**Document segment**

◇ ◇ ◇ ◇ ◇

Hi

The “fix” for this (adding 3 more bits) was worked out and announced back in 
2004. The new
generation of sats will be transmitting a longer week number. The gotcha is 
that the old sats
are still up there doing their thing. They are built in a way that you can’t 
just shoot a firmware
patch into space and add more bits to the transmitted message. 

The original plan was that the new message would be on the air well before the 
rollover event
that just happened. Even then, there was some debate about how many devices 
would be able
to use the “new” message. The whole implement / debug / deploy / patch cycle is 
not something
that happens overnight. 

On all of our older gear, there pretty much are no patches for any of this. 
Doing a patch that 
resets the magic “built on” date is pretty trivial compared to doing more bits 
in the message. 
We don’t even have simple patches for this gear …..

Bob


> On Apr 10, 2019, at 1:49 AM, Forrest Christian (List Account) 
> <[email protected]> wrote:
> 
> I realize that this doesn't help old receivers, but I'm sort of
> surprised that this wasn't addressed as the GPS system has had various
> additions made to it such as WAAS.  Even 3-4 bits allocated to this
> purpose in one of the datastreams would move us out beyond any
> reasonable expectation of the life of the current GPS protocol.
> 
> Does anyone know if any of the global GNSS alternatives (aka GLONASS,
> etc.) have similar limitations?
> 
> On Tue, Apr 9, 2019 at 7:01 AM Tom Van Baak <[email protected]> wrote:
>> 
>>> There's another relatively simple clue in the old GPS signal: the leap
>>> second count! A device manufacturer could teach it what the leap second
>>> count was at manufacturing time, and how to predict a lower bound on the
>>> leap second count in the future (with a suitable safety margin / fudge
>>> factor) which should allow it to live a bit more than 20 years.
>> 
>> The idea was proposed 20+ years ago, Trimble even has a patent on it. 
>> Details here:
>> 
>> http://leapsecond.com/notes/gpswnro.htm
>> 
>> But it turns out not to work. Earth rotation is too difficult to predict 20, 
>> 40, or 60 years into the future. There was talk that the GPS receiver 
>> failures in 2015 were related to this algorithm. Look for any threads with 
>> subjects like: TS2100, TymServe 2100, 1995 rollover, Trimble ACE, Heol 
>> Design in:
>> 
>> http://lists.febo.com/pipermail/time-nuts_lists.febo.com/2015-May/
>> http://lists.febo.com/pipermail/time-nuts_lists.febo.com/2015-June/
>> 
>> /tvb
>> 
>> ----- Original Message -----
>> From: "Tony Finch" <[email protected]>
>> To: "Discussion of precise time and frequency measurement"

◇ ◇ ◇ ◇ ◇

**Given exercise**
Rewrite the part of the GPS rollover message that opens with the words containing "Doing a patch" and closes with "Christian (List Account)", changing "gear" to "equipment".

◇ ◇ ◇ ◇ ◇

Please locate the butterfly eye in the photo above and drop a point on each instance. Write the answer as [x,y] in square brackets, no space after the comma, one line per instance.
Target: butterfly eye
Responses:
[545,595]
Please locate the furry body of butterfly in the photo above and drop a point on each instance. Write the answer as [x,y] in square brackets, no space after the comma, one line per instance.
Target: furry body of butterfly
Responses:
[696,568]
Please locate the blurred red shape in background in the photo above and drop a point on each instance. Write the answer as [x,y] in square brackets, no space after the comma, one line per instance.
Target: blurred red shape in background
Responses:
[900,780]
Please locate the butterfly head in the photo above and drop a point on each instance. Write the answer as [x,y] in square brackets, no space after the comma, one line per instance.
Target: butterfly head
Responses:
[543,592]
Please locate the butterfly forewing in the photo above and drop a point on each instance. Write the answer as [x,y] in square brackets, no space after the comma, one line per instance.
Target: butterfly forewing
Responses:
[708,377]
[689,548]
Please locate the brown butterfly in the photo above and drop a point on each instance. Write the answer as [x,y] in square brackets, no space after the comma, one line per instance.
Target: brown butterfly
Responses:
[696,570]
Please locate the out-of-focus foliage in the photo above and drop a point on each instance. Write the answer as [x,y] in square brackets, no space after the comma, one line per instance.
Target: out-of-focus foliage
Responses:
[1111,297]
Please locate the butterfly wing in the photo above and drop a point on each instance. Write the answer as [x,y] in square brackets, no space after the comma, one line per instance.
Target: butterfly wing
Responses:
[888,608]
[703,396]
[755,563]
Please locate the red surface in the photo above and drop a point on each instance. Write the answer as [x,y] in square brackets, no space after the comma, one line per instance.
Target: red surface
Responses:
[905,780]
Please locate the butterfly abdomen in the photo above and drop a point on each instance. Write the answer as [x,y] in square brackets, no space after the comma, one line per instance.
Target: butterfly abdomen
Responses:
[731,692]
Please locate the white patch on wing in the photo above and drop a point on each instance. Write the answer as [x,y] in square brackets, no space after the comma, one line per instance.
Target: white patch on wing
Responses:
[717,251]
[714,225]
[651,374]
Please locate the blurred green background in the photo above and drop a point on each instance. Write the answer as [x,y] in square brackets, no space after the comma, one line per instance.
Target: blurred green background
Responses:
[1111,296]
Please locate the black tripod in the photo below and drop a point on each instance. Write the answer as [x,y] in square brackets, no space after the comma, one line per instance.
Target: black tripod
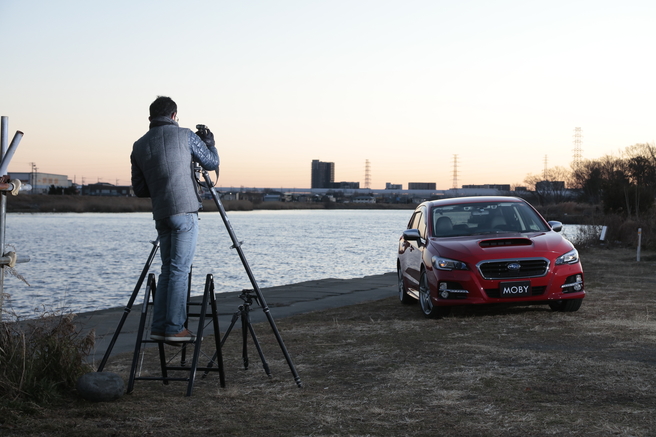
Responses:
[243,313]
[247,297]
[128,307]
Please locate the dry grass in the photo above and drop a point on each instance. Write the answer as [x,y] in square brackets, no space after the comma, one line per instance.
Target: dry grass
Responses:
[382,369]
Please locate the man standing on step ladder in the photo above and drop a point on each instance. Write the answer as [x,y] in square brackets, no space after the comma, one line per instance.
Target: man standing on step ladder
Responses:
[162,169]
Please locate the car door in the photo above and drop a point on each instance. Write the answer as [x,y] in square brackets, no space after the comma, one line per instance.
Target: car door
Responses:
[414,249]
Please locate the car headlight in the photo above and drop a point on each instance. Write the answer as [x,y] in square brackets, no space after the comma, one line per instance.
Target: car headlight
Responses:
[448,264]
[571,257]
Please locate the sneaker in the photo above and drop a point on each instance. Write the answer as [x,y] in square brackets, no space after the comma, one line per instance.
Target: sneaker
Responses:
[181,337]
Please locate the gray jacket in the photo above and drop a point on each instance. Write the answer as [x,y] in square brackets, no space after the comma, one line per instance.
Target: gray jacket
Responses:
[162,167]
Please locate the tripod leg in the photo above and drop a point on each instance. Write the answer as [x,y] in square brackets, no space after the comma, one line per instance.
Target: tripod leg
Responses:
[217,337]
[265,365]
[183,352]
[128,307]
[244,336]
[150,287]
[235,317]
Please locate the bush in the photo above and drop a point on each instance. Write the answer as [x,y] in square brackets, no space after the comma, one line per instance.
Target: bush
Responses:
[41,359]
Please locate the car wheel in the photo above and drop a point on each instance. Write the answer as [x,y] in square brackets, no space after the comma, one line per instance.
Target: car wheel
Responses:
[425,302]
[403,293]
[566,306]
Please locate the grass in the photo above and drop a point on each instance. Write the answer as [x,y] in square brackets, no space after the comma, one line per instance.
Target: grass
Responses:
[381,369]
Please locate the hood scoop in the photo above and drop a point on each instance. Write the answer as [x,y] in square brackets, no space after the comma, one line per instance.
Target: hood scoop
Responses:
[502,242]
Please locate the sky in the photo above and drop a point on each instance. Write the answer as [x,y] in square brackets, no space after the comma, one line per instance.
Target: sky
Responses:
[409,86]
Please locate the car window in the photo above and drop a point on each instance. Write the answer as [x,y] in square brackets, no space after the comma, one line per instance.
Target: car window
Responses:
[483,218]
[411,223]
[421,224]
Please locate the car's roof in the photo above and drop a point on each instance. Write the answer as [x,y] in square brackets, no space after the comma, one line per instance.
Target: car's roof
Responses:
[472,199]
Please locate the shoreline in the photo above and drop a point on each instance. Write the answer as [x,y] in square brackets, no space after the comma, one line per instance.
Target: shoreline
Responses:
[42,203]
[81,204]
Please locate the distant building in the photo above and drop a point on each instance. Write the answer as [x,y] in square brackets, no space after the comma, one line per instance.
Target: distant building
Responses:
[421,185]
[41,182]
[323,174]
[106,189]
[500,187]
[550,186]
[345,185]
[364,199]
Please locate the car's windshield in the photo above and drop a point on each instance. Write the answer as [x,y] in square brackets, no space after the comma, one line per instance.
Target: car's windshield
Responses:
[484,218]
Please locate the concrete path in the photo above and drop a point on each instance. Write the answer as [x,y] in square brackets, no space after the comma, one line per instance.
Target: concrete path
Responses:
[283,301]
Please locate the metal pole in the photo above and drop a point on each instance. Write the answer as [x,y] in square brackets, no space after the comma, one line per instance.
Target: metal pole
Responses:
[4,137]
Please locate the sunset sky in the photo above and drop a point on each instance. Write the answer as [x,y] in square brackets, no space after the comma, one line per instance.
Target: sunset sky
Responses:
[404,84]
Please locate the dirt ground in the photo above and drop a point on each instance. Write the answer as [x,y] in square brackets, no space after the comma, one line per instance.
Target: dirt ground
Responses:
[381,369]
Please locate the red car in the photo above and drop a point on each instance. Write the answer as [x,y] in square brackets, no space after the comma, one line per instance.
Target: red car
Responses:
[486,250]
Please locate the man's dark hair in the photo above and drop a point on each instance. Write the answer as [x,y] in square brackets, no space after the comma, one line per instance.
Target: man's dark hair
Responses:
[163,107]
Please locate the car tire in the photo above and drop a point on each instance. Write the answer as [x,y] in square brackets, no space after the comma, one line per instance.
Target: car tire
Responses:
[566,305]
[426,303]
[403,293]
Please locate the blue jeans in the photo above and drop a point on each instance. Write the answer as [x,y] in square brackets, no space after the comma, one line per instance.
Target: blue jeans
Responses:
[177,238]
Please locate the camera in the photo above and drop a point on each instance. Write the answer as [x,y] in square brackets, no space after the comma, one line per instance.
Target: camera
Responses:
[201,129]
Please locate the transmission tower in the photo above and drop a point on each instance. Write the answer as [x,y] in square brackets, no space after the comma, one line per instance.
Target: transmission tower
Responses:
[577,147]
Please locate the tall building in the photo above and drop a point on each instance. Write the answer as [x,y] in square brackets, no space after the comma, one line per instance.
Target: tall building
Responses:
[323,174]
[421,185]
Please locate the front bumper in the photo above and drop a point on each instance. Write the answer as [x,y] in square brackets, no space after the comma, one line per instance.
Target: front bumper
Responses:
[467,287]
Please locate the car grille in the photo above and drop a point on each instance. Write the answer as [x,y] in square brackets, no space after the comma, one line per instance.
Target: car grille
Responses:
[496,294]
[527,268]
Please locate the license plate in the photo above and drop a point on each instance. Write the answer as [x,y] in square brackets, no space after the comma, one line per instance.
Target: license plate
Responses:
[515,289]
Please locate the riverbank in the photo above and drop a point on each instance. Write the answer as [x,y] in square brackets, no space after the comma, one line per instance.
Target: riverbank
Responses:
[69,203]
[380,368]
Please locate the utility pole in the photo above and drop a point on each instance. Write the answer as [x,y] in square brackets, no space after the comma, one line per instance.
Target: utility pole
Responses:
[33,177]
[577,147]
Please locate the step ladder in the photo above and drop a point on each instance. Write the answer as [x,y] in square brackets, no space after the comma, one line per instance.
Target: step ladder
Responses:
[207,308]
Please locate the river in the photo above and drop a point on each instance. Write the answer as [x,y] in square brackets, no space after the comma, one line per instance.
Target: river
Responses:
[86,262]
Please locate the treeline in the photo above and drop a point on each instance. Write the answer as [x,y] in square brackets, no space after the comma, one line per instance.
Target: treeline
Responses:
[620,188]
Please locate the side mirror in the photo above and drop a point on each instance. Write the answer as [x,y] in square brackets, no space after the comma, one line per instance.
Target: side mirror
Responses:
[556,226]
[411,235]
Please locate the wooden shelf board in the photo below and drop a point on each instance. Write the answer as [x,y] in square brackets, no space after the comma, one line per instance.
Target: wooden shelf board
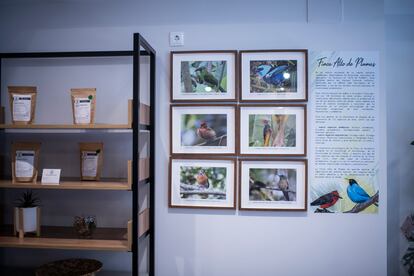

◇ ◇ ◇ ◇ ◇

**Result**
Doing a patch that 
resets the magic “built on” date is pretty trivial compared to doing more bits 
in the message. 
We don’t even have simple patches for this equipment …..

Bob


> On Apr 10, 2019, at 1:49 AM, Forrest Christian (List Account)